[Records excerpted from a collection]
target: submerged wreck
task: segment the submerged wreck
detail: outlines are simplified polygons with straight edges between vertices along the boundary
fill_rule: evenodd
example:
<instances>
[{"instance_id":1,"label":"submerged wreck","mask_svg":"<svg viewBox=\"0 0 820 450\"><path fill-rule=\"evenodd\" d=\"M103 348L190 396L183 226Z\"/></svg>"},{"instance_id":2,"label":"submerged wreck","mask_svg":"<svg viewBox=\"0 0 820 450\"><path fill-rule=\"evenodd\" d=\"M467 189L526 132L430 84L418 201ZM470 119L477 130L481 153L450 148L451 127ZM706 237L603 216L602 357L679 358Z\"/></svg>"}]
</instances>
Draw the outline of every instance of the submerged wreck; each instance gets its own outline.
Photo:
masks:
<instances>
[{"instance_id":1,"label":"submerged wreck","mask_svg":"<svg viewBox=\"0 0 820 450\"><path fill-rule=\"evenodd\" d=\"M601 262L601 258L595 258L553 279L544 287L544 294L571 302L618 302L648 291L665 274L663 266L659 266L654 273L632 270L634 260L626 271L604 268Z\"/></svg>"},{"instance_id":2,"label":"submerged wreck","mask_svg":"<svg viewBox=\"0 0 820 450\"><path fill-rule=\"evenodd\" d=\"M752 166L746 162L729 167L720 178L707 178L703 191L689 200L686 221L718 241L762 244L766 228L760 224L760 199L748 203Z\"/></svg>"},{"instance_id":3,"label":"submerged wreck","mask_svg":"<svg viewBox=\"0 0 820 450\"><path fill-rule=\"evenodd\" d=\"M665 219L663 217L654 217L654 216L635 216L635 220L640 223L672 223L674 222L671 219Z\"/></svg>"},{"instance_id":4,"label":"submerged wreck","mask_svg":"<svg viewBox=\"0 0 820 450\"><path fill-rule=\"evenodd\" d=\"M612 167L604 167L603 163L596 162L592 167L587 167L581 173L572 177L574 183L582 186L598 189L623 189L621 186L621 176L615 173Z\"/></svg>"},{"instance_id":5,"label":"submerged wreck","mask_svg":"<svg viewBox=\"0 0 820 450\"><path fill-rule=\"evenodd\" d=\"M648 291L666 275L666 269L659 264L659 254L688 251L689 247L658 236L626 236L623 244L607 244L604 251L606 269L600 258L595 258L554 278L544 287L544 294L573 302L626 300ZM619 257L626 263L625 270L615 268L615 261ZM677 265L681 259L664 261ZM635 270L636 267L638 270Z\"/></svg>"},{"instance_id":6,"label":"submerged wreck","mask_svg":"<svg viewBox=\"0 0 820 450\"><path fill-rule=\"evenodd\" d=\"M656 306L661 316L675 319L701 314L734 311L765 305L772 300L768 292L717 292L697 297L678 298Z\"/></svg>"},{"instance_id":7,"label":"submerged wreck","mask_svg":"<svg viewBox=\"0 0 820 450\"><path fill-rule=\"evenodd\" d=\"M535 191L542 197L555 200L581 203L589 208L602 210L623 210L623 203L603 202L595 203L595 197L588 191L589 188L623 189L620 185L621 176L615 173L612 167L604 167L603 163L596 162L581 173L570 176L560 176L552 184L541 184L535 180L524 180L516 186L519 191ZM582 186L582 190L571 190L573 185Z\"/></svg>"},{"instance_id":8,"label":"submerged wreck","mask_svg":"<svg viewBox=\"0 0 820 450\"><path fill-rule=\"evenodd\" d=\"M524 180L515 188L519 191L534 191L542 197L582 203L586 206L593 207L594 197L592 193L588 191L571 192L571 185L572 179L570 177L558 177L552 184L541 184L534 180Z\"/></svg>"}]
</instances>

▶ **ABOUT THIS TASK**
Would you copy the data exactly as shown above?

▶ **TASK SOLUTION**
target: submerged wreck
task: segment the submerged wreck
detail: outlines are simplified polygons with straight edges between vertices along the boundary
fill_rule: evenodd
example:
<instances>
[{"instance_id":1,"label":"submerged wreck","mask_svg":"<svg viewBox=\"0 0 820 450\"><path fill-rule=\"evenodd\" d=\"M103 348L190 396L183 226Z\"/></svg>"},{"instance_id":2,"label":"submerged wreck","mask_svg":"<svg viewBox=\"0 0 820 450\"><path fill-rule=\"evenodd\" d=\"M467 189L526 132L430 84L418 201ZM470 119L477 130L481 153L450 148L451 127ZM706 237L603 216L602 357L679 358Z\"/></svg>"}]
</instances>
Draw the outline of every instance of the submerged wreck; each instance gets its own outline.
Photo:
masks:
<instances>
[{"instance_id":1,"label":"submerged wreck","mask_svg":"<svg viewBox=\"0 0 820 450\"><path fill-rule=\"evenodd\" d=\"M601 262L601 258L595 258L553 279L544 287L544 294L571 302L618 302L648 291L665 274L663 266L659 266L654 273L632 270L634 260L626 271L604 268Z\"/></svg>"},{"instance_id":2,"label":"submerged wreck","mask_svg":"<svg viewBox=\"0 0 820 450\"><path fill-rule=\"evenodd\" d=\"M752 166L746 162L729 167L720 178L707 178L703 191L689 200L686 221L718 241L762 244L766 228L760 224L760 199L748 203Z\"/></svg>"},{"instance_id":3,"label":"submerged wreck","mask_svg":"<svg viewBox=\"0 0 820 450\"><path fill-rule=\"evenodd\" d=\"M665 219L663 217L654 217L654 216L635 216L635 220L640 223L672 223L674 222L671 219Z\"/></svg>"},{"instance_id":4,"label":"submerged wreck","mask_svg":"<svg viewBox=\"0 0 820 450\"><path fill-rule=\"evenodd\" d=\"M612 167L604 167L603 163L596 162L592 167L587 167L581 173L572 177L574 183L582 186L598 189L623 189L621 186L621 176L615 173Z\"/></svg>"},{"instance_id":5,"label":"submerged wreck","mask_svg":"<svg viewBox=\"0 0 820 450\"><path fill-rule=\"evenodd\" d=\"M648 291L666 275L666 269L659 264L659 254L688 251L689 247L658 236L626 236L623 244L607 244L604 251L606 269L600 258L595 258L554 278L544 287L544 294L573 302L626 300ZM619 257L626 263L625 270L615 268L615 261ZM677 265L681 259L664 261ZM635 270L636 267L638 270Z\"/></svg>"},{"instance_id":6,"label":"submerged wreck","mask_svg":"<svg viewBox=\"0 0 820 450\"><path fill-rule=\"evenodd\" d=\"M656 306L661 316L675 319L701 314L734 311L765 305L772 300L768 292L717 292L697 297L678 298Z\"/></svg>"},{"instance_id":7,"label":"submerged wreck","mask_svg":"<svg viewBox=\"0 0 820 450\"><path fill-rule=\"evenodd\" d=\"M535 191L542 197L555 200L581 203L589 208L602 210L623 210L623 203L603 202L595 203L595 197L588 191L589 188L623 189L620 185L621 176L615 173L612 167L604 167L603 163L596 162L581 173L570 176L560 176L552 184L541 184L535 180L524 180L516 186L519 191ZM582 186L582 190L571 190L573 185Z\"/></svg>"},{"instance_id":8,"label":"submerged wreck","mask_svg":"<svg viewBox=\"0 0 820 450\"><path fill-rule=\"evenodd\" d=\"M524 180L515 188L519 191L534 191L542 197L582 203L586 206L593 207L594 197L592 193L588 191L571 192L571 185L572 179L570 177L558 177L552 184L541 184L534 180Z\"/></svg>"}]
</instances>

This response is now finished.